On Tuesday 15 Oct 2002 2:56 am, Leon Brooks wrote:
> On Tuesday 15 October 2002 04:18 am, rowland wrote:
> > On Monday 14 Oct 2002 11:23 am, J. Greenlees wrote:
> > > Thierry Vignaud wrote:
> > > > also, the 486sx (at least the first ones) did has a coprocessor; it
> > > > was disabled but was still there (though i don't rember if it was
> > > > missing pins or some silicon hack).
> > >
> > > actually, it was a bad bit of circuit if I remember correctly, the co
> > > pro was completely un-usable because of it and the cpu was a lower
> > > price for that reason.
> >
> > if I remember rightly it was a batch of  i486dx's that had this problem,
> > the fpu just couldnt add up properly given the right set of circumstances
> > and intel had to change all the affected chips!

■ LISTED RECORDS
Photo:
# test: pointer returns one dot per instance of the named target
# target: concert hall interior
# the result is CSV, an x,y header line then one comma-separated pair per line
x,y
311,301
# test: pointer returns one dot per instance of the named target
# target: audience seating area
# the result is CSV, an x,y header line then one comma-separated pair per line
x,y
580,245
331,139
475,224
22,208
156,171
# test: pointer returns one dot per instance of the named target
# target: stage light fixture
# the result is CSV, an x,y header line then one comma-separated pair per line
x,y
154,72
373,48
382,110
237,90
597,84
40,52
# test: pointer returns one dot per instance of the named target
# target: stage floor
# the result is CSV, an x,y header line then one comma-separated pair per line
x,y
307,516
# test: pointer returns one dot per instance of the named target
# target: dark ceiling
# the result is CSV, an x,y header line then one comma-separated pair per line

■ TASK SET
1. Reproduce the passage from the mailing-list exchange about the 486sx coprocessor, starting with "On Tuesday 15 Oct 2002" and going on through "for that reason.".
2. Continue the mailing-list exchange about the 486sx coprocessor from the point where it stops.

■ RESPONSES IN ORDER
1.
On Tuesday 15 Oct 2002 2:56 am, Leon Brooks wrote:
> On Tuesday 15 October 2002 04:18 am, rowland wrote:
> > On Monday 14 Oct 2002 11:23 am, J. Greenlees wrote:
> > > Thierry Vignaud wrote:
> > > > also, the 486sx (at least the first ones) did has a coprocessor; it
> > > > was disabled but was still there (though i don't rember if it was
> > > > missing pins or some silicon hack).
> > >
> > > actually, it was a bad bit of circuit if I remember correctly, the co
> > > pro was completely un-usable because of it and the cpu was a lower
> > > price for that reason.

2.
>
> 486sx was 486dx sans FPU and on a skinnier buss. To add an FPU, you bought
> a 487sx chip, which was really a 486dx that had failed some factory tests
> and been packaged for the skinnier buss. For a little while, some
> motherboards had an option to run with _only_ a 487sx, because they were
> significantly cheaper than a 486sx and usually worked fine (sometimes
> faster, because a 486sx had no CPU cache at first but many of the 487sxes
> did).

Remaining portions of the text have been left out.